- [GOAL OF THE EXERCISE] Could you transcribe each entry below exactly, minus the images?

Data items
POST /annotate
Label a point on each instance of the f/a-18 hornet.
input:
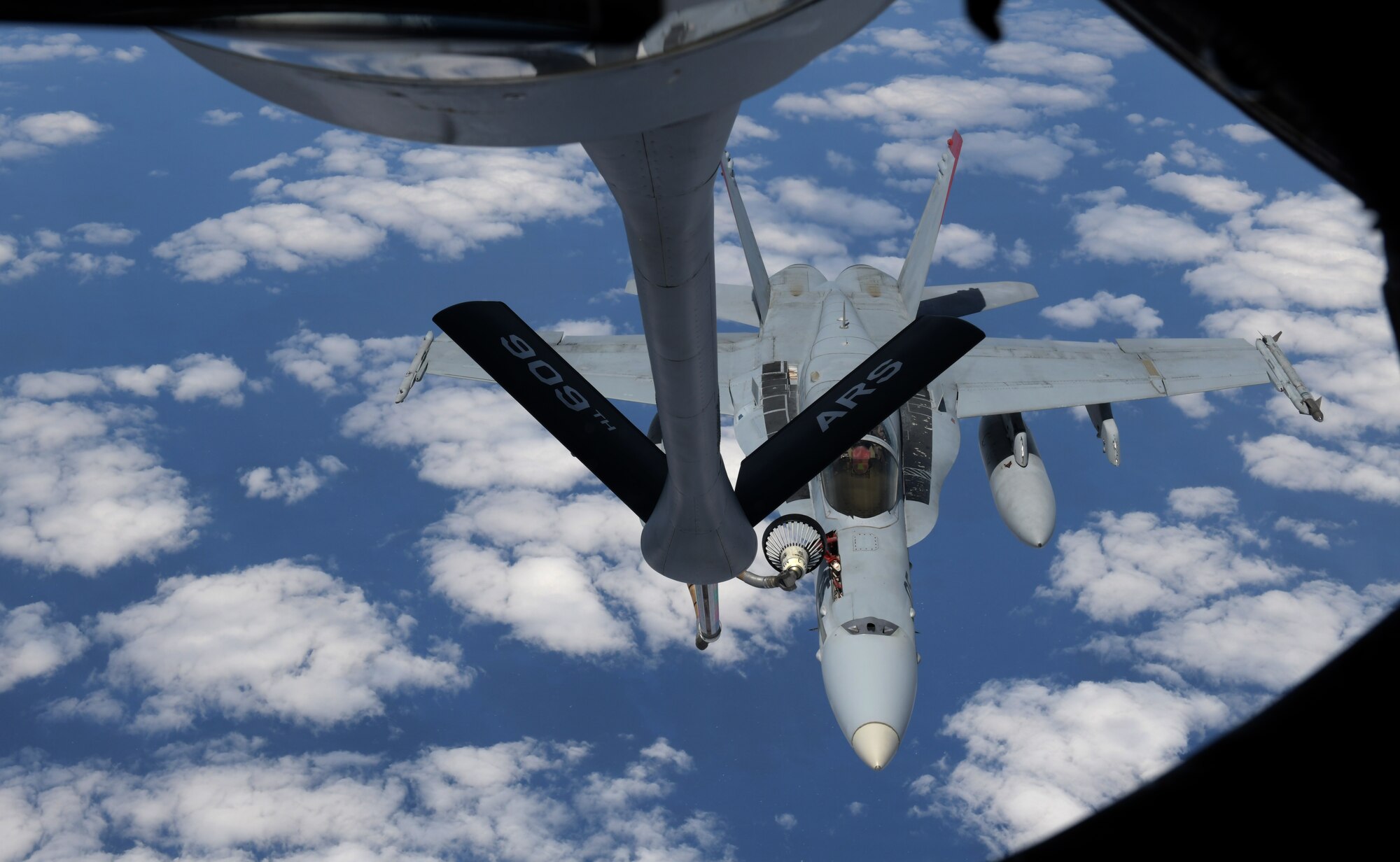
(846, 404)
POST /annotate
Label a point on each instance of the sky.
(251, 609)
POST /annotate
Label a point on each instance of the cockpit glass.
(864, 481)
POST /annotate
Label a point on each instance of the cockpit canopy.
(864, 481)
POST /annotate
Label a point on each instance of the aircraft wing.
(1011, 376)
(617, 366)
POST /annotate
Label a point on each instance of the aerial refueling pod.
(1020, 485)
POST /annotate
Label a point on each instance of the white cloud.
(200, 376)
(265, 167)
(1018, 255)
(1363, 471)
(1245, 134)
(1101, 34)
(1129, 233)
(340, 365)
(855, 213)
(1121, 566)
(1213, 194)
(27, 47)
(965, 247)
(1269, 640)
(1041, 59)
(104, 233)
(1203, 502)
(281, 640)
(1194, 405)
(1195, 156)
(1130, 310)
(933, 106)
(586, 327)
(33, 647)
(1304, 531)
(746, 128)
(89, 265)
(516, 803)
(38, 134)
(841, 162)
(99, 707)
(1042, 758)
(1028, 156)
(1314, 250)
(292, 485)
(558, 567)
(565, 573)
(78, 489)
(218, 117)
(275, 236)
(444, 201)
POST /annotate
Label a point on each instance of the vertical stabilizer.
(751, 247)
(915, 275)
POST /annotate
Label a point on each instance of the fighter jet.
(846, 404)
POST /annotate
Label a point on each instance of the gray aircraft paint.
(814, 332)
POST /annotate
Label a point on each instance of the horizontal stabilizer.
(962, 300)
(846, 412)
(562, 400)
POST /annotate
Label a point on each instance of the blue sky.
(250, 608)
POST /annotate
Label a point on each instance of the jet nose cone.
(876, 744)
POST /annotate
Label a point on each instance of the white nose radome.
(876, 744)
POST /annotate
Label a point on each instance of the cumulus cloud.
(1203, 502)
(1122, 566)
(1021, 155)
(1245, 134)
(524, 548)
(1363, 471)
(1126, 233)
(565, 573)
(88, 265)
(932, 106)
(514, 801)
(1042, 758)
(1100, 34)
(1130, 310)
(337, 363)
(1213, 194)
(218, 117)
(200, 376)
(1304, 531)
(856, 213)
(33, 647)
(29, 47)
(1314, 250)
(79, 489)
(747, 128)
(292, 485)
(444, 201)
(281, 640)
(274, 236)
(40, 134)
(104, 233)
(1269, 640)
(1041, 59)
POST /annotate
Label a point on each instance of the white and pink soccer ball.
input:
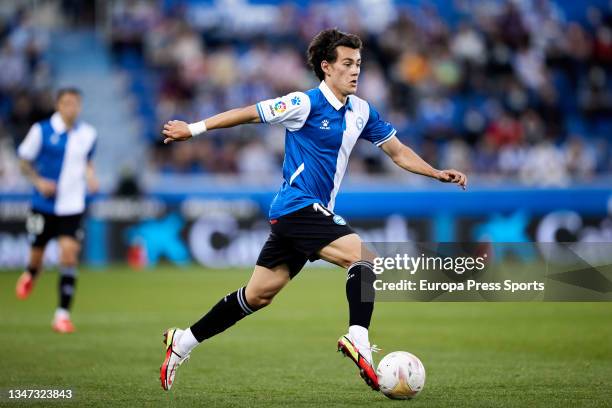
(401, 375)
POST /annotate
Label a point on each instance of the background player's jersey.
(321, 133)
(61, 156)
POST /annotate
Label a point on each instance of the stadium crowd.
(26, 94)
(512, 89)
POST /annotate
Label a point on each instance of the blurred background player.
(322, 127)
(56, 157)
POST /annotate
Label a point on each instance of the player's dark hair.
(323, 48)
(68, 91)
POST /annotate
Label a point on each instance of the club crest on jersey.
(339, 220)
(280, 107)
(359, 123)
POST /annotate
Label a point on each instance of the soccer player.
(56, 157)
(322, 126)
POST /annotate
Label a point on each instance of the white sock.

- [RESPONSE FOR THIS EXERCISE]
POST /annotate
Label a point on each instance of the f/a-18 hornet.
input:
(846, 404)
POST /annotate
Label a point on each instance of the sky.
(251, 609)
POST /annotate
Label a point on each instance of the cockpit glass.
(864, 481)
POST /annotate
Label a point on each instance of the cockpit canopy.
(864, 481)
POST /annotate
Label a point on each instance of the aircraft wing.
(1011, 376)
(617, 366)
POST /annotate
Label a point on each instance of the aerial refueling pod.
(1020, 485)
POST /annotate
Label a point on each instance of the white cloud.
(200, 376)
(265, 167)
(1018, 255)
(1363, 471)
(1245, 134)
(1101, 34)
(1129, 233)
(340, 365)
(855, 213)
(1121, 566)
(1213, 194)
(27, 47)
(965, 247)
(1269, 640)
(1041, 59)
(104, 233)
(1203, 502)
(281, 640)
(1194, 405)
(1195, 156)
(1130, 310)
(933, 106)
(586, 327)
(33, 647)
(1304, 531)
(746, 128)
(89, 265)
(516, 803)
(38, 134)
(841, 162)
(99, 707)
(1042, 758)
(1028, 156)
(1314, 250)
(292, 485)
(558, 567)
(565, 573)
(78, 489)
(218, 117)
(275, 236)
(444, 201)
POST /annotate
Label a point on each instance of the vertical stabilizer.
(751, 247)
(915, 275)
POST /annotate
Label a point on each instance of the fighter jet.
(846, 404)
POST /annotate
Label a point on each instance of the gray aircraft paint.
(814, 332)
POST /annotate
Label a point on each instance of the horizontal stabilizer.
(962, 300)
(846, 412)
(562, 400)
POST /annotate
Label a point on each instance of the blue sky.
(250, 608)
POST /annotate
Label a point on each instance of the jet nose cone.
(876, 744)
POST /annotate
Label a point on each instance of the white nose radome.
(876, 744)
POST /annotate
Label a point on each instance of the cumulus cloud.
(1203, 502)
(1122, 566)
(1021, 155)
(1245, 134)
(524, 548)
(1363, 471)
(1126, 233)
(565, 573)
(88, 265)
(932, 106)
(514, 801)
(1042, 758)
(1100, 34)
(1130, 310)
(337, 363)
(1213, 194)
(218, 117)
(200, 376)
(1304, 531)
(856, 213)
(33, 647)
(29, 47)
(1314, 250)
(79, 489)
(747, 128)
(292, 485)
(444, 201)
(281, 640)
(274, 236)
(40, 134)
(104, 233)
(1269, 640)
(1041, 59)
POST /annotate
Label a point on each instance of the white and pink soccer ball.
input:
(401, 375)
POST /annotate
Label a point on each instance of the background player's jersey.
(321, 133)
(61, 156)
POST /annotate
Label a point on each instance of the stadium crowd.
(26, 94)
(512, 89)
POST /annotate
Label a point on each instance of the blurred background player.
(322, 127)
(56, 157)
POST /annotate
Label a point on each instance of the player's dark hair.
(323, 48)
(68, 91)
POST /annotate
Label a point on each instance of the club crest on jersey.
(339, 220)
(280, 107)
(359, 123)
POST /annotate
Label a point on each instance of the soccer player.
(56, 157)
(322, 126)
POST /annotate
Label a point on each instance of the white sock.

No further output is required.